Activity A:
From the open letter to Brittany, transcribe the passage that begins at "Brittany, that boy" and ends after "how he fought!".
Activity B:
Condense the paragraph of the open letter to Brittany that begins "If you live in America" into a shorter version that keeps its main facts.

Document section:
▶

If you live in America, you are sure to have heard about Brittany Meinard and her terminal cancer which has prompted her to take matters into her own hands and decide the day she will die. It will be in 3 weeks from now, the first week in November. She is also advocating for the law to be changed throughout America and for everybody who is facing a terminal condition to be granted the choice to “die with dignity.”
This is my open letter to Brittany:
“Dear Brittany, I am so sorry to hear about your condition. But most of all, I am so sorry to hear about your decision to end your own life, before suffering and incapacitation set in. I do not write this letter from an idealistic and lacking real perspective point of view.
You see, this time last year, I was pregnant with expectation, joy and idealism. I was carrying what I thought to be the fulfilment, the completion of my picture perfect family, a wonderfully gorgeous baby boy.
Brittany, that boy was born in January. He brought us joy and he has done us proud. Proud of what, you would ask?
Oh, you wouldn’t believe it, but our baby boy was diagnosed with leukaemia three short months after he was born, shortly after Easter this year. If he had been a grown up living in the States, in the States you are advocating for, the States where death will be free to choose when life become too messy or ugly to look at, this would have been the end of his story, right here.
But you know what? He lived for another two and a half months after that diagnosis. And he fought, oh gosh, how he fought!
You see, Brittany, without trying to shame you or make you feel bad in any way, Georgie taught us so much about living in those two and a half months.
He taught us that suffering and extreme joy, to the point of waking up at night and singing to the top of his voice, can coexist.

◀

(Items from a data source)
▶

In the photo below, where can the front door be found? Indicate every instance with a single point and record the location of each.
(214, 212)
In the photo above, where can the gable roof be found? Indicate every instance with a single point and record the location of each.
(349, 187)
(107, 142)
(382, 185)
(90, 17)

◀

Exercise response A:
Brittany, that boy was born in January. He brought us joy and he has done us proud. Proud of what, you would ask?
Oh, you wouldn’t believe it, but our baby boy was diagnosed with leukaemia three short months after he was born, shortly after Easter this year. If he had been a grown up living in the States, in the States you are advocating for, the States where death will be free to choose when life become too messy or ugly to look at, this would have been the end of his story, right here.
But you know what? He lived for another two and a half months after that diagnosis. And he fought, oh gosh, how he fought!

Exercise response B:
Brittany Meinard, widely known in America, has terminal cancer and has chosen the day she will die: the first week in November, three weeks from the time of writing. She is also campaigning to change the law across America so that everyone facing a terminal condition can choose to "die with dignity."